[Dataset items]
____
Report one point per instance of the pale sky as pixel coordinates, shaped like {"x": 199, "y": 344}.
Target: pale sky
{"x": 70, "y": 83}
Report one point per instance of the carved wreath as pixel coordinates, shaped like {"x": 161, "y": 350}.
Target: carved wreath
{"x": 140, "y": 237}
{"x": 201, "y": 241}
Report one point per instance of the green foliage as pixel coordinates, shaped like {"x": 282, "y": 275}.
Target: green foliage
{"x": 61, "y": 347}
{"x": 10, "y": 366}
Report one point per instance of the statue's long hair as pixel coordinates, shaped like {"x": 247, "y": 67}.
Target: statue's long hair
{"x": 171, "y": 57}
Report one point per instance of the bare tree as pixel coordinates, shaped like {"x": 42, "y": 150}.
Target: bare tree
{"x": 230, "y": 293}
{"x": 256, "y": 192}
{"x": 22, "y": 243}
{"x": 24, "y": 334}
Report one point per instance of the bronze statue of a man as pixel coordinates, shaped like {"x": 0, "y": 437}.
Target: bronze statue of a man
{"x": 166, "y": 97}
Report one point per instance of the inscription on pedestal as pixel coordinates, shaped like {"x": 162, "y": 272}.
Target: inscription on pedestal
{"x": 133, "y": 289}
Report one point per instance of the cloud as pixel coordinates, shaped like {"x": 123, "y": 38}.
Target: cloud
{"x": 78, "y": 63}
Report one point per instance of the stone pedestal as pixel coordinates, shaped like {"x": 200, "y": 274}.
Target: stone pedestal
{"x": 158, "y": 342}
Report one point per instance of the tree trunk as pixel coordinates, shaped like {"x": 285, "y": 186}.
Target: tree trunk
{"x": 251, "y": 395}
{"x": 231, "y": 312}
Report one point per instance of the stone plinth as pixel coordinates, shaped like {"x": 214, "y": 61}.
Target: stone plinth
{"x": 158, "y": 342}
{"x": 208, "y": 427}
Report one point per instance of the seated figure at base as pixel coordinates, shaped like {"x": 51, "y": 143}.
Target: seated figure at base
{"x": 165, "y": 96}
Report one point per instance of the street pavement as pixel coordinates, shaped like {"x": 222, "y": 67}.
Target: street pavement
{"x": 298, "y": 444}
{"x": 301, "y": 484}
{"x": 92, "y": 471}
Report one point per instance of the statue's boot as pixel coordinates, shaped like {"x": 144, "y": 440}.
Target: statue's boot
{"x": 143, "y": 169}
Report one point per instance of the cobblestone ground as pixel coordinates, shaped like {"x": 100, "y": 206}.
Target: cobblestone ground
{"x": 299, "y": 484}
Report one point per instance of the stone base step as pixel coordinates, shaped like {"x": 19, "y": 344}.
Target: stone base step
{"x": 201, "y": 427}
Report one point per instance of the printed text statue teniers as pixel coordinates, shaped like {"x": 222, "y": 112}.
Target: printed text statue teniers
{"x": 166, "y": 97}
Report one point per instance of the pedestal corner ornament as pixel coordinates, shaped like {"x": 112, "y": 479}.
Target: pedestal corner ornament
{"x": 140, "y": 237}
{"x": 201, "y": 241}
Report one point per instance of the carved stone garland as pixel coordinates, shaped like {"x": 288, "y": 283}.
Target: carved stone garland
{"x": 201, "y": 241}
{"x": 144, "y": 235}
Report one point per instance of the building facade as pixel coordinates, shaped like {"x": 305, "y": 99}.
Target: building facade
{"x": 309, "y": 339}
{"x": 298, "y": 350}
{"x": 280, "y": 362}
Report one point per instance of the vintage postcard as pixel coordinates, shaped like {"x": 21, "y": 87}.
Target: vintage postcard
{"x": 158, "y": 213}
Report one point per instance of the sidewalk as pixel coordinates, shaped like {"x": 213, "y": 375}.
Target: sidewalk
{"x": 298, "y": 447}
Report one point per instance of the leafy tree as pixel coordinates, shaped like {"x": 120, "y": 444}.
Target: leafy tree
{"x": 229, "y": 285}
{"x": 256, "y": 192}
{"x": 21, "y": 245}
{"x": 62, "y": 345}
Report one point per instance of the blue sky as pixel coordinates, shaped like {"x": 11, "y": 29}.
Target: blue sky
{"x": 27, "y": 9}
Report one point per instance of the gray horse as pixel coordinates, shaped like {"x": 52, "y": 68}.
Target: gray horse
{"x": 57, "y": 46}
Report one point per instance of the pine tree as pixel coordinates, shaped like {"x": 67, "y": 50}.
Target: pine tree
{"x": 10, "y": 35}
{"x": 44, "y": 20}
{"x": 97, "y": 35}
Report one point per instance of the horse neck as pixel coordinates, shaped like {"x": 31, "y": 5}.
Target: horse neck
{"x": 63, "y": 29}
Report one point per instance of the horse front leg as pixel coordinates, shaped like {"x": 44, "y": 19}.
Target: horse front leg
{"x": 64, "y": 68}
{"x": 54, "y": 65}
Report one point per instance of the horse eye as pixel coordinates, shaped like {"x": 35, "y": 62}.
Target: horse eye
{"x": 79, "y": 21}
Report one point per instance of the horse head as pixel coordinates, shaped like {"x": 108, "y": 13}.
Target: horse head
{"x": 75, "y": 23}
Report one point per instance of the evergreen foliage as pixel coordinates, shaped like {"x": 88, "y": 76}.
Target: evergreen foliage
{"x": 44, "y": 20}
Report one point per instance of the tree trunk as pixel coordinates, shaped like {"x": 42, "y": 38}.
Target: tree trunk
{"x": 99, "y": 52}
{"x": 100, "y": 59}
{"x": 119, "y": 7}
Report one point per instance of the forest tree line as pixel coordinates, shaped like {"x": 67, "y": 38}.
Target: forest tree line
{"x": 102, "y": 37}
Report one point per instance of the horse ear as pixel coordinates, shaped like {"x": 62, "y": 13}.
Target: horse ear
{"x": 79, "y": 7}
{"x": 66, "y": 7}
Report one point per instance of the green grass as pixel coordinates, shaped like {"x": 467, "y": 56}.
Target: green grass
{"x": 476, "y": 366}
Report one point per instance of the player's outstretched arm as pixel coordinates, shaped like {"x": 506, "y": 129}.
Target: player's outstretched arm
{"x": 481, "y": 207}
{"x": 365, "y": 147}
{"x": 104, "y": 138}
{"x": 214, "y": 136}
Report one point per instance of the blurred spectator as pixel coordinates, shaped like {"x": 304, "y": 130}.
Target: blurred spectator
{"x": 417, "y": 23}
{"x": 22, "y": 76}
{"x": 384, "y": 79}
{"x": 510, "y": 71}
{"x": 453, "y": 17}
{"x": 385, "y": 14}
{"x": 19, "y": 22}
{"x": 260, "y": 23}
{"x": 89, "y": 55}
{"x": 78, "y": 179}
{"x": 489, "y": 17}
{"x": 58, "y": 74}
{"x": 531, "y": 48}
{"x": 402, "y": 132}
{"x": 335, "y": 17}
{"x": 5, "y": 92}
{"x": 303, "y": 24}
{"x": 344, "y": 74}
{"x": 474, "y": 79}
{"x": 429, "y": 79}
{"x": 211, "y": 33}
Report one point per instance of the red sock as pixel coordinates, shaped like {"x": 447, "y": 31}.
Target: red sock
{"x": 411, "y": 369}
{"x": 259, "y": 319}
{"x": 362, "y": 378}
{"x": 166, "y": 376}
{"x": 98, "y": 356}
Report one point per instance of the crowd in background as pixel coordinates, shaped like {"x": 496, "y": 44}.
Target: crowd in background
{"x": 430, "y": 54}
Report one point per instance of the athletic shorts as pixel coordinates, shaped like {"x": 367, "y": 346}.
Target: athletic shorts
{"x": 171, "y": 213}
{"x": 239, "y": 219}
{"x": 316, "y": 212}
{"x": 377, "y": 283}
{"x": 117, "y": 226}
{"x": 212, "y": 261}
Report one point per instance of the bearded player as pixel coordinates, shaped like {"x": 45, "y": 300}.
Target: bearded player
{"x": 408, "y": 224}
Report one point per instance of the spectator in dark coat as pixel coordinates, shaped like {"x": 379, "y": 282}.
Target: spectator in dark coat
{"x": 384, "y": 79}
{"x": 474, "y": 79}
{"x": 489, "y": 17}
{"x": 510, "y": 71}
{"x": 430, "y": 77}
____
§ What you will do
From the "Report one point per instance of the red" line to the close of the listing, restate each line word for word.

§ Output for this task
Report one point per instance of the red sock as pixel coordinates, shaped like {"x": 447, "y": 31}.
Target: red sock
{"x": 411, "y": 369}
{"x": 259, "y": 319}
{"x": 362, "y": 378}
{"x": 166, "y": 376}
{"x": 98, "y": 356}
Report one point per instance of the crowd in background as pixel coordinates, shaped like {"x": 496, "y": 44}.
Target: crowd in background
{"x": 430, "y": 54}
Report one point per instance of the athletic shorts as pixel coordinates, shaped like {"x": 367, "y": 346}.
Target: athletic shorts
{"x": 171, "y": 213}
{"x": 239, "y": 219}
{"x": 316, "y": 212}
{"x": 377, "y": 283}
{"x": 117, "y": 226}
{"x": 212, "y": 261}
Report one point per instance of the bearded player as pixel coordinates, shaped like {"x": 45, "y": 300}.
Target: bearded player
{"x": 408, "y": 224}
Report one point per instance of the spectator in dark coat as pixel coordinates, shaped like {"x": 379, "y": 282}.
Target: spectator in dark coat
{"x": 384, "y": 79}
{"x": 474, "y": 79}
{"x": 489, "y": 17}
{"x": 510, "y": 71}
{"x": 430, "y": 77}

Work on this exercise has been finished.